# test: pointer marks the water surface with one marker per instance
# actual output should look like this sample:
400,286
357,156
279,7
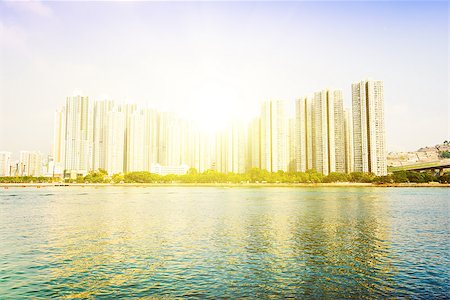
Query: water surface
213,242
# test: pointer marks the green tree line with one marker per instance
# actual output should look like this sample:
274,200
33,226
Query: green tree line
252,176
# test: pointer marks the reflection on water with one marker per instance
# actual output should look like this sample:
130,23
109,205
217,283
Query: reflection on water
235,242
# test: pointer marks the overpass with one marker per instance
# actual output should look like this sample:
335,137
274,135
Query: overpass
436,167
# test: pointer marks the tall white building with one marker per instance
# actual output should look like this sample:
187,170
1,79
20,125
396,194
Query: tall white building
327,132
78,135
321,159
368,127
135,132
274,137
100,128
150,138
5,163
300,139
348,129
169,140
114,139
254,143
339,132
30,163
59,137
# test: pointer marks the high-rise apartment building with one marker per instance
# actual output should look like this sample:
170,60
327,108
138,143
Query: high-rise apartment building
78,135
300,139
114,139
274,144
5,163
348,131
59,137
30,163
100,128
368,127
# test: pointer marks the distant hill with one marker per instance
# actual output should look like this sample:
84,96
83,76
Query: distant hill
437,153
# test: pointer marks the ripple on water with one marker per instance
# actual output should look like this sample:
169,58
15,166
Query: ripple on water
232,243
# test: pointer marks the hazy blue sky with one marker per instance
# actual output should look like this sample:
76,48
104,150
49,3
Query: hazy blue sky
216,61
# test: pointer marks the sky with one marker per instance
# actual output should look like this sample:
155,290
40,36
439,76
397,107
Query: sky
217,61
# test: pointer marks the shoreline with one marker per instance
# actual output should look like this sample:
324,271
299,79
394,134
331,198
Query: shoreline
261,185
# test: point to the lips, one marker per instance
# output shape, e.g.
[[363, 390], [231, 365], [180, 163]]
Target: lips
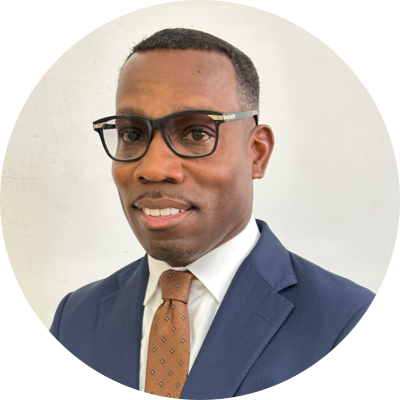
[[153, 223], [160, 204]]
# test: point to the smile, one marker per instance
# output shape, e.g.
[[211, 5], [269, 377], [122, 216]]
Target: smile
[[165, 212], [162, 218]]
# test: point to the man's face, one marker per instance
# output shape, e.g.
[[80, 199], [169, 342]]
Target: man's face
[[216, 190]]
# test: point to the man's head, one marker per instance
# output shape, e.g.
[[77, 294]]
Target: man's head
[[177, 69]]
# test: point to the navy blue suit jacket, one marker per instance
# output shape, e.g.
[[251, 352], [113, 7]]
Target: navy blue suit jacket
[[286, 328]]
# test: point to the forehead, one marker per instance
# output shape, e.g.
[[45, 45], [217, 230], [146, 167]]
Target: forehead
[[158, 79]]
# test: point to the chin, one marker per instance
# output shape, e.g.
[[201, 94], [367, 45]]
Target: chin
[[171, 254]]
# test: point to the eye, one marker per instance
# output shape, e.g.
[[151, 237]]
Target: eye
[[198, 134], [130, 135]]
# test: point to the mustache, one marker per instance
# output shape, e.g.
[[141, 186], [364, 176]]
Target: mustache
[[162, 195]]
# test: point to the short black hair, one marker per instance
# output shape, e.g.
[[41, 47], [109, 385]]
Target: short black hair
[[248, 83]]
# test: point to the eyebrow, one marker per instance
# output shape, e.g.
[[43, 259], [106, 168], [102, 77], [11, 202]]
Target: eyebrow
[[141, 112]]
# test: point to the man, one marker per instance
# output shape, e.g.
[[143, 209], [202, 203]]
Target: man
[[248, 318]]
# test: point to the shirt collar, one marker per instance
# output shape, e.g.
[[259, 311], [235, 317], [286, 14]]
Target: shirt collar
[[215, 269]]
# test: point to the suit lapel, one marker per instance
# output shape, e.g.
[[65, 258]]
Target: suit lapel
[[249, 316], [119, 331]]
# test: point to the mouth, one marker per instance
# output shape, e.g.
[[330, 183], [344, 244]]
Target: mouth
[[162, 218]]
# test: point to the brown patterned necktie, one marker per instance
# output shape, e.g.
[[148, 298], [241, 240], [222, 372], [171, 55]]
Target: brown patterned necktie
[[169, 341]]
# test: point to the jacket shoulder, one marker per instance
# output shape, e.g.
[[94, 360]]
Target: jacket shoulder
[[330, 291], [86, 299]]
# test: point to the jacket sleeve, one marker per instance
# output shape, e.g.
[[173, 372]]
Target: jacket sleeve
[[355, 358], [53, 346]]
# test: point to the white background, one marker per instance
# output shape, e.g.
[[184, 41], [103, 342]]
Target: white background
[[329, 193]]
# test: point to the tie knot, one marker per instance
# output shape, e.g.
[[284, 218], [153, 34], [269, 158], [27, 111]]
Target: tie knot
[[175, 285]]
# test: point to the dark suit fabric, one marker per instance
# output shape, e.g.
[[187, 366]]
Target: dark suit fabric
[[286, 328]]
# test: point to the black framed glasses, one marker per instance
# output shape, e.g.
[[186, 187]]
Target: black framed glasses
[[190, 133]]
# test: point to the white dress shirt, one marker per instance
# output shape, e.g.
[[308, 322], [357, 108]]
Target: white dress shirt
[[215, 271]]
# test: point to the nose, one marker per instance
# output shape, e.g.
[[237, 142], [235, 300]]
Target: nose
[[159, 163]]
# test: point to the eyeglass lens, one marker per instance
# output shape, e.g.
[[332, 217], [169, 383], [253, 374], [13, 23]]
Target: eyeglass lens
[[190, 134]]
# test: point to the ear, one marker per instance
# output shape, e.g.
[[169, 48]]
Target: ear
[[262, 145]]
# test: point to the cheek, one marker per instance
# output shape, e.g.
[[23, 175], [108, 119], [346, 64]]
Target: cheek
[[120, 175]]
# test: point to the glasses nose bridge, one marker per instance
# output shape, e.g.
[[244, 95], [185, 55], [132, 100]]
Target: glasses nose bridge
[[160, 124]]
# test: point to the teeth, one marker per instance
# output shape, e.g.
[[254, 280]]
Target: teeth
[[161, 213]]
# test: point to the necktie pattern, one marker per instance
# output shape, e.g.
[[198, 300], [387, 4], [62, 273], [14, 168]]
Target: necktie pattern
[[169, 341]]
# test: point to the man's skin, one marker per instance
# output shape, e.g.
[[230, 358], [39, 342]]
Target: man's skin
[[217, 188]]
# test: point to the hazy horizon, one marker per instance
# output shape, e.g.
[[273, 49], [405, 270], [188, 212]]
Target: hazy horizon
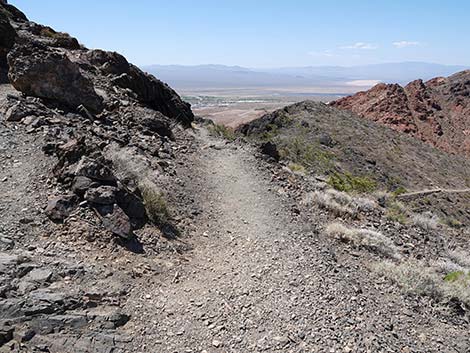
[[265, 34]]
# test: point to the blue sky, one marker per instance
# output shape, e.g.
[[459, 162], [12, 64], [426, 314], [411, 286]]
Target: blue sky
[[262, 33]]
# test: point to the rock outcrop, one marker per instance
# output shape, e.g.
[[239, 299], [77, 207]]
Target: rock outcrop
[[7, 40], [99, 130], [42, 72], [436, 111]]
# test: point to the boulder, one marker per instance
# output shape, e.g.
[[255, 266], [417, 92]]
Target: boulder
[[39, 71], [6, 333], [7, 40], [94, 169], [116, 221], [102, 195], [108, 62], [17, 110], [60, 207], [270, 149], [81, 184], [155, 94]]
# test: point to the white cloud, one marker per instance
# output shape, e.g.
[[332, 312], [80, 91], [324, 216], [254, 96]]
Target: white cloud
[[405, 44], [361, 45]]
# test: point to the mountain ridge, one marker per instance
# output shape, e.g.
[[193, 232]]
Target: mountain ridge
[[436, 111]]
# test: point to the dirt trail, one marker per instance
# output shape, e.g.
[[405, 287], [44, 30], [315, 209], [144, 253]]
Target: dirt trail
[[260, 279]]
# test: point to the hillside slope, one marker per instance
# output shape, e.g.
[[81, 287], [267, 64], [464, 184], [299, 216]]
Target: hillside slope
[[88, 145], [436, 111], [354, 153], [342, 141]]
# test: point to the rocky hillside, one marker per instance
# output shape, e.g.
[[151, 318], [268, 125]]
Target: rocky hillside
[[359, 155], [89, 145], [436, 111]]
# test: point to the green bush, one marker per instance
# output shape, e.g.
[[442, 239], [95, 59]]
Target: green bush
[[347, 182], [155, 205], [397, 212], [50, 33], [223, 131], [297, 168], [309, 155]]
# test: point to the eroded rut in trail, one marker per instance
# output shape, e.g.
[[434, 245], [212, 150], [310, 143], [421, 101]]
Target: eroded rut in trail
[[262, 279]]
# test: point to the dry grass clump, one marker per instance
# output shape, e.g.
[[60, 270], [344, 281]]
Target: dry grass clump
[[397, 212], [297, 168], [425, 221], [442, 280], [369, 239], [339, 203], [222, 131], [155, 204]]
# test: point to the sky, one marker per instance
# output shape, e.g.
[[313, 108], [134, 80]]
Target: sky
[[262, 33]]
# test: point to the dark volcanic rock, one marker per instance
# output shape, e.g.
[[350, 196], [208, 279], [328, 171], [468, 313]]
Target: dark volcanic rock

▶ THE REQUEST
Which lines run from the one containing "# test: point to the boulder, one" to the end of the entries above? Quote exactly those, and only those.

▶ RIGHT ANSWER
# test: point to the boulder, one marker per instance
# output shape, e.g.
[[255, 266], [417, 92]]
Target: boulder
[[39, 71], [6, 333], [7, 40], [94, 169], [116, 221], [102, 195], [108, 62], [17, 110], [60, 207], [270, 149], [81, 184], [155, 94]]
# test: point to the white cloud, one marker per instance
# output shape, e.g.
[[332, 312], [80, 91], [324, 216], [254, 96]]
Target: white cloud
[[405, 44], [361, 45]]
# test: point to the mountain ridge, one marker per instance
# output shape, e.g.
[[193, 232]]
Target: mountain ridge
[[436, 111]]
# test: point to the dirt trail, one marker per instance
# output shape, e.g.
[[405, 287], [44, 30], [315, 209], [144, 253]]
Target: dirt trail
[[260, 279]]
# test: point to the hillside slope, one marker per instance
# output shape, e.g.
[[81, 287], [267, 64], [464, 184], [299, 216]]
Target: hillside slope
[[88, 145], [436, 111], [354, 153], [342, 141]]
# test: point to the rocky hillside, one marker per instance
# output shape, e.g.
[[151, 318], [268, 125]]
Target: rocky hillside
[[359, 155], [89, 145], [436, 111]]
# test: point to the green bush, one marker per instance
# output shape, e.g.
[[442, 239], [95, 59]]
Target: green bush
[[347, 182], [155, 205], [397, 212], [50, 33], [223, 131], [297, 168], [309, 155]]
# test: point to the eroded rut in trail, one marker per instance
# output shape, e.g.
[[434, 245], [212, 150], [310, 143], [421, 101]]
Target: eroded rut in trail
[[262, 279]]
# test: point to the dry grass clump, one marker per instance
# output shape, e.g.
[[60, 270], [344, 281]]
Target: dry grass clump
[[397, 212], [297, 168], [425, 221], [442, 280], [369, 239], [339, 203], [222, 131], [155, 204]]
# test: point to the sky, one marker per instance
# output shape, e.g.
[[313, 108], [134, 80]]
Target: sky
[[262, 33]]
# test: point to the dark volcanic rock, one marker per instance
# output shape, e.g.
[[350, 196], [208, 279], [328, 171], [468, 313]]
Target: dark volcanic rock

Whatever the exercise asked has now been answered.